*TASK OBJECTIVE*: Transcribe exactly every line from the one with "For every instance of the yellow" to the last line of the listing below, including both.

(Beginning of RECORDS)

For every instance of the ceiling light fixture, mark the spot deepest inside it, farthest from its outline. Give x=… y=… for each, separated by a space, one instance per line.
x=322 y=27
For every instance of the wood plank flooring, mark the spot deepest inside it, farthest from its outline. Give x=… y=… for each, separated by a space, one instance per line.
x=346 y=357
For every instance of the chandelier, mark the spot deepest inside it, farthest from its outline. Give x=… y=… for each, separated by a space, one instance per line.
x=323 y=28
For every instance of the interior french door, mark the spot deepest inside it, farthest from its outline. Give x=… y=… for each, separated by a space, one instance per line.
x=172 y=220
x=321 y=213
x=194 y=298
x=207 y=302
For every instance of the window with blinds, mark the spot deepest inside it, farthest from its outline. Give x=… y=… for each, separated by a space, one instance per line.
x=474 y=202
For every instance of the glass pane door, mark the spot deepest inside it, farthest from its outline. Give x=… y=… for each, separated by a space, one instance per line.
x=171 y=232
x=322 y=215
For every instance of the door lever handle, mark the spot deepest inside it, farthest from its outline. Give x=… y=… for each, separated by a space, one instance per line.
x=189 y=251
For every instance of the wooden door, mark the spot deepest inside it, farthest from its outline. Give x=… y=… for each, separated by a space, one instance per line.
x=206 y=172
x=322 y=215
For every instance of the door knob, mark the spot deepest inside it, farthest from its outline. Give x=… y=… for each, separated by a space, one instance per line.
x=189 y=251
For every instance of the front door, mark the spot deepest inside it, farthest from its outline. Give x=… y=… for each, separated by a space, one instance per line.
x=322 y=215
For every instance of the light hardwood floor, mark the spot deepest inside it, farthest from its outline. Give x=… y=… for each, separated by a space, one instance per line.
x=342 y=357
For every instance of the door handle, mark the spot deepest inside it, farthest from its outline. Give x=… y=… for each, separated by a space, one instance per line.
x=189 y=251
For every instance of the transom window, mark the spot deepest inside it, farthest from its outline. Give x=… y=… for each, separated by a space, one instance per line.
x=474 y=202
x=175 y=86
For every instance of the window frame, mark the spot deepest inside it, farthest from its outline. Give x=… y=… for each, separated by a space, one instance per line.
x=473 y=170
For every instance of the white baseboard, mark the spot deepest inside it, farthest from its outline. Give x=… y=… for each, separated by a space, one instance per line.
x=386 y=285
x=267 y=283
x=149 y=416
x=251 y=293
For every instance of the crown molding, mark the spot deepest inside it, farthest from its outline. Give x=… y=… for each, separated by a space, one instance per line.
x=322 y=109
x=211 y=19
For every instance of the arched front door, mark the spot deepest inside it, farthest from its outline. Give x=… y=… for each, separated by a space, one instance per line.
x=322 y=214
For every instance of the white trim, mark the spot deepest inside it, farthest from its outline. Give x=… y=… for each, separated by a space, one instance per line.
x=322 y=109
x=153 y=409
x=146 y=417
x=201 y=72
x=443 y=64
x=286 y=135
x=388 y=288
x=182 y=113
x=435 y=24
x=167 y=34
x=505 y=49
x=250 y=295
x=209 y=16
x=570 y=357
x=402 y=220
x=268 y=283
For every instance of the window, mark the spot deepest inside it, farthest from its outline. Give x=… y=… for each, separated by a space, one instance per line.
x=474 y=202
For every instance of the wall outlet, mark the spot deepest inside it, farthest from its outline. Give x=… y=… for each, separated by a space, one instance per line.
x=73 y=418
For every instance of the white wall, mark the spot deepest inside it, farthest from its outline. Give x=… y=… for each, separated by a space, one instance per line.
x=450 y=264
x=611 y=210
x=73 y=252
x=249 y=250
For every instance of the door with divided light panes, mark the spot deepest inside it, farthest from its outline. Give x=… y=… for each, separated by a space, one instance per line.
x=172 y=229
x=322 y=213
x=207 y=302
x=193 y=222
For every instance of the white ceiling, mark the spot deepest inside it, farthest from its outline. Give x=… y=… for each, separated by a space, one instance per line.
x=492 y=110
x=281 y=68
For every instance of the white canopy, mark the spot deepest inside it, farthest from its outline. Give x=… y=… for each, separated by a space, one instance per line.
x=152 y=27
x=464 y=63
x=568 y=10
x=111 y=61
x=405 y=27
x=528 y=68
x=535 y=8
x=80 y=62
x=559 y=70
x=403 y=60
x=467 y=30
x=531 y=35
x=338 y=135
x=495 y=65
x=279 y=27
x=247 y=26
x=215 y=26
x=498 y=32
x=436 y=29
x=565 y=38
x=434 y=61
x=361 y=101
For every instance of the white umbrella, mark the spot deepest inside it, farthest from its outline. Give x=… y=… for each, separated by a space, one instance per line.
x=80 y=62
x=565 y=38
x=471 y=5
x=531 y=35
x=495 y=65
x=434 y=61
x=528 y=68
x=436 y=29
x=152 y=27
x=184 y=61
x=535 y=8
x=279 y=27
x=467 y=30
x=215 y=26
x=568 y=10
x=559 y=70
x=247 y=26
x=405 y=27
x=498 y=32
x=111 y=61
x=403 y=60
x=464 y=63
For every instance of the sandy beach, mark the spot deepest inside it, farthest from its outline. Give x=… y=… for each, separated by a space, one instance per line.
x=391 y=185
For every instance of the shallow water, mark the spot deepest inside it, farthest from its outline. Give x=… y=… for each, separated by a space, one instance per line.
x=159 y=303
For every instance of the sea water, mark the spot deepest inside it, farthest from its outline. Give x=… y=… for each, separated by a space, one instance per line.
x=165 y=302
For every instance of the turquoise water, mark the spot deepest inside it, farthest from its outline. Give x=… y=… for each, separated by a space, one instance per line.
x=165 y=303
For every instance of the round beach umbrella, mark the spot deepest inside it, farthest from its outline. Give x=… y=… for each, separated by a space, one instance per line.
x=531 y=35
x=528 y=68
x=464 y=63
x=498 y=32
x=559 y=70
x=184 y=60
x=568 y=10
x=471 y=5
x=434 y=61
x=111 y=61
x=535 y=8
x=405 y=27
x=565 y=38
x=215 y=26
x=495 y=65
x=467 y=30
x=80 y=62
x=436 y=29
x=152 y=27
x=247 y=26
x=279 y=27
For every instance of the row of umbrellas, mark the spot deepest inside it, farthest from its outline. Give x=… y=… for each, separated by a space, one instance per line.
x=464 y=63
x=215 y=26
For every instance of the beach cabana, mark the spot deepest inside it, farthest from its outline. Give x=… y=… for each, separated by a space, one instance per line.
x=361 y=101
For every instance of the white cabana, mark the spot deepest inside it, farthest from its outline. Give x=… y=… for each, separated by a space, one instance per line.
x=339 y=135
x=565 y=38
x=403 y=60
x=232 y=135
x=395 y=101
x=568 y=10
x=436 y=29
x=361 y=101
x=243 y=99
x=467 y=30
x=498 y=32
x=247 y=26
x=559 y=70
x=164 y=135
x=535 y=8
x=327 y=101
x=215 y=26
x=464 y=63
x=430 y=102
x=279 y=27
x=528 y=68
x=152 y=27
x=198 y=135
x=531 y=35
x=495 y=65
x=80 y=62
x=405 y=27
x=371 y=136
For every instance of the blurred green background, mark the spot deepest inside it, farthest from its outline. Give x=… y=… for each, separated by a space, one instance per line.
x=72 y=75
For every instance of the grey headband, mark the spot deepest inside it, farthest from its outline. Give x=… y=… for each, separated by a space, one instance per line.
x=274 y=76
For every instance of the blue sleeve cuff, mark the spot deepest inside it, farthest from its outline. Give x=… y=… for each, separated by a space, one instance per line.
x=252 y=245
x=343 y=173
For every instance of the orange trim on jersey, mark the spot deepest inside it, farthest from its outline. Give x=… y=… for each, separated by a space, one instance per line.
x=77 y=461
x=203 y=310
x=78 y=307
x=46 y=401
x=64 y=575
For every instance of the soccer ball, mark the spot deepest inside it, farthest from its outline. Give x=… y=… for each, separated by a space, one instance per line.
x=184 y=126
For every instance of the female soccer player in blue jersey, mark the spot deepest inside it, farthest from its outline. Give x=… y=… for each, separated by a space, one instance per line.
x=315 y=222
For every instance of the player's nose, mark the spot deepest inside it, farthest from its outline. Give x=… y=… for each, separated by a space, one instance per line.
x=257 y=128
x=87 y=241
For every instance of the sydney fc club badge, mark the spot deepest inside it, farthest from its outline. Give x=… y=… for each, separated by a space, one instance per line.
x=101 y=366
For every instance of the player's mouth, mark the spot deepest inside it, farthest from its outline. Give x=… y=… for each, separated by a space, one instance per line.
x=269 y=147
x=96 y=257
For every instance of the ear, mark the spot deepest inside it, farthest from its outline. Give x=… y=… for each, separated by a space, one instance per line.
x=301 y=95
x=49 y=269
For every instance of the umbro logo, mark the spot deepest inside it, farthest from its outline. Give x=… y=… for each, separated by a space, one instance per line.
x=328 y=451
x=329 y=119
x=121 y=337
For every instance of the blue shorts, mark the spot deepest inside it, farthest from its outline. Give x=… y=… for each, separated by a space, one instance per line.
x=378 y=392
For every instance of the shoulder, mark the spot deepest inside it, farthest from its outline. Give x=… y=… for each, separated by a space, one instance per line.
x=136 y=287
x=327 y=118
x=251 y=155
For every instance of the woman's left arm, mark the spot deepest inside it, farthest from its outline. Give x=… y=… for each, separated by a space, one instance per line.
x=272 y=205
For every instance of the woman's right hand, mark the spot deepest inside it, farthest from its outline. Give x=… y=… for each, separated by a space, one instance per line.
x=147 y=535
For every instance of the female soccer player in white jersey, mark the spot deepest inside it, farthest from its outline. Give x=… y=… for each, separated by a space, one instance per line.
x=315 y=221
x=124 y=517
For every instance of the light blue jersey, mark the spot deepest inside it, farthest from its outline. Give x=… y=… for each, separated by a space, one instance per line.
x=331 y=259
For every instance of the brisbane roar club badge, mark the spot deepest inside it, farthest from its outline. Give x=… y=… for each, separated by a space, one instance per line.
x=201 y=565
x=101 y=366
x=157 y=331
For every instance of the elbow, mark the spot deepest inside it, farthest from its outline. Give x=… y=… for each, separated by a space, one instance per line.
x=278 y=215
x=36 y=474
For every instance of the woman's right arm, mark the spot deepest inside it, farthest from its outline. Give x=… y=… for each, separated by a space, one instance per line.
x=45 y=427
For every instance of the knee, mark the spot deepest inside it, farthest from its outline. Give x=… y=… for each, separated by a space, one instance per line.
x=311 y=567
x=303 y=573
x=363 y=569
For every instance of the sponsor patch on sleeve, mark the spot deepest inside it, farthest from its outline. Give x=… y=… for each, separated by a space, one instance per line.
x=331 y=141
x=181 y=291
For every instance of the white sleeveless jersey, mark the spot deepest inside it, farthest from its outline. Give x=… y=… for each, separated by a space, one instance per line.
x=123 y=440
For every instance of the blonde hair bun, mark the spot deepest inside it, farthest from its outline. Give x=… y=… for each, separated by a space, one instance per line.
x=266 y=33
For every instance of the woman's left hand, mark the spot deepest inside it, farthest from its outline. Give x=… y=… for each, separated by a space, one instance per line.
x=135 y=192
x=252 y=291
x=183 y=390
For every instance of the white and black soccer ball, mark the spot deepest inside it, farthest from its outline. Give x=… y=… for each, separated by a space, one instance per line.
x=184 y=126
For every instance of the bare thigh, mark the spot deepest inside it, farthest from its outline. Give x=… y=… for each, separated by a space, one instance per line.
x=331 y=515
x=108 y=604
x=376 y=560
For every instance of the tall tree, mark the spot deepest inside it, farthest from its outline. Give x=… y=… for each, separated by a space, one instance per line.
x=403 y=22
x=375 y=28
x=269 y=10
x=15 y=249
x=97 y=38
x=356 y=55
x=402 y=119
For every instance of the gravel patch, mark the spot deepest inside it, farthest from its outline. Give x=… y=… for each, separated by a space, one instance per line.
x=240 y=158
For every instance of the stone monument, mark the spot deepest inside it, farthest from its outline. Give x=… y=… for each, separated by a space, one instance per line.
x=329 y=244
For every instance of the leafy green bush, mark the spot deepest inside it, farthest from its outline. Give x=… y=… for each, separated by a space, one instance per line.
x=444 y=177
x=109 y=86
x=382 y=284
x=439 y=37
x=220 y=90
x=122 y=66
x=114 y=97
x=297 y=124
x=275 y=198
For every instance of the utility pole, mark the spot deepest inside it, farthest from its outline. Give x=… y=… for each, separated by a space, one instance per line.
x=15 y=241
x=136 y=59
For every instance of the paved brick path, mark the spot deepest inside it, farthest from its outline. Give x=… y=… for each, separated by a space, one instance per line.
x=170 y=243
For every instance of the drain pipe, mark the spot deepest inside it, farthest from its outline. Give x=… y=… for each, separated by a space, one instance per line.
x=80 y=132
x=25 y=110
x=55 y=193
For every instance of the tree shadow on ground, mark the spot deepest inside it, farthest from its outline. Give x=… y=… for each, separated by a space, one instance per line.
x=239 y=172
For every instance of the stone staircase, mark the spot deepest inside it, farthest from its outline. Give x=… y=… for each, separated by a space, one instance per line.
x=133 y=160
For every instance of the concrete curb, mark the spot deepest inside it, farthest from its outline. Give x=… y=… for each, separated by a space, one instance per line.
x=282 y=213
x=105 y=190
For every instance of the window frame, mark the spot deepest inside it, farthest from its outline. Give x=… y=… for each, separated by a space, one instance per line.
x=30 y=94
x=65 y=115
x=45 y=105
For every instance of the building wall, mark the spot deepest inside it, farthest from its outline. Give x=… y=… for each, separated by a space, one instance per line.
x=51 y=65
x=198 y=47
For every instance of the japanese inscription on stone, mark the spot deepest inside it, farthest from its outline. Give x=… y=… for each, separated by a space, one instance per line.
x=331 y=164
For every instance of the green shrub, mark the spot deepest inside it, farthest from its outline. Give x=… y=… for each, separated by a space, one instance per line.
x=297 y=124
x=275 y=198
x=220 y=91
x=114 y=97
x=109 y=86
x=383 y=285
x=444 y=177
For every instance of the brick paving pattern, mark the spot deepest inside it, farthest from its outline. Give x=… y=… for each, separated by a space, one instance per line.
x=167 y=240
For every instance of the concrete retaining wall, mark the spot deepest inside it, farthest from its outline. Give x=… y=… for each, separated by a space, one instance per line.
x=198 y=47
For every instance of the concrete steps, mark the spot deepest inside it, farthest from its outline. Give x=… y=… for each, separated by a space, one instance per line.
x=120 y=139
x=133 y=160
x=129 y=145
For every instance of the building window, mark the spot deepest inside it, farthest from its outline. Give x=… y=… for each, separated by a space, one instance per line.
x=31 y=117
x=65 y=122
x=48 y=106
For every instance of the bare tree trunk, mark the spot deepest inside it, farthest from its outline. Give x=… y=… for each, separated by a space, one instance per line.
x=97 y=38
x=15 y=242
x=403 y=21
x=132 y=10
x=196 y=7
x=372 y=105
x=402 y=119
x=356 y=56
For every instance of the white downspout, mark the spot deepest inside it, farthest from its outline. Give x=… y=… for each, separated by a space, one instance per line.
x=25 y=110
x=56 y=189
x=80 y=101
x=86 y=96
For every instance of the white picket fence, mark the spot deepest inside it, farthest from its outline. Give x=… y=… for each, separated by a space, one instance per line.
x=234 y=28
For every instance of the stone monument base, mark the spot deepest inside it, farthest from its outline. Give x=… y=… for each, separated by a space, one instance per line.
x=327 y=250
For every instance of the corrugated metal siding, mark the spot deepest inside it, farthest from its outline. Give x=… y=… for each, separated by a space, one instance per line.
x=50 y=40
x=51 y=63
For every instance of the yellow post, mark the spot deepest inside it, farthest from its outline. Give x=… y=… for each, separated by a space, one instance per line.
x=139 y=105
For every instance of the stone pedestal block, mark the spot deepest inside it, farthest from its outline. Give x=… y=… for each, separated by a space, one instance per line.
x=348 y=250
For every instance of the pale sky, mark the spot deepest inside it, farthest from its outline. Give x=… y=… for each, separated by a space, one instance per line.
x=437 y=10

(End of RECORDS)

*PROBLEM SOLUTION*:
For every instance of the yellow post, mark the spot deepest inside it, farthest from its outline. Give x=… y=… for each, separated by a space, one instance per line.
x=139 y=105
For every instance of the stone pedestal block, mark the spot deepest inside it, farthest from its outline. Give x=… y=… for each, separated by a space, one instance per line.
x=348 y=250
For every instance of the pale sky, mark the spot deepest inside it, farthest from its outline. Give x=… y=… for each, separated by a space, one instance per line.
x=437 y=10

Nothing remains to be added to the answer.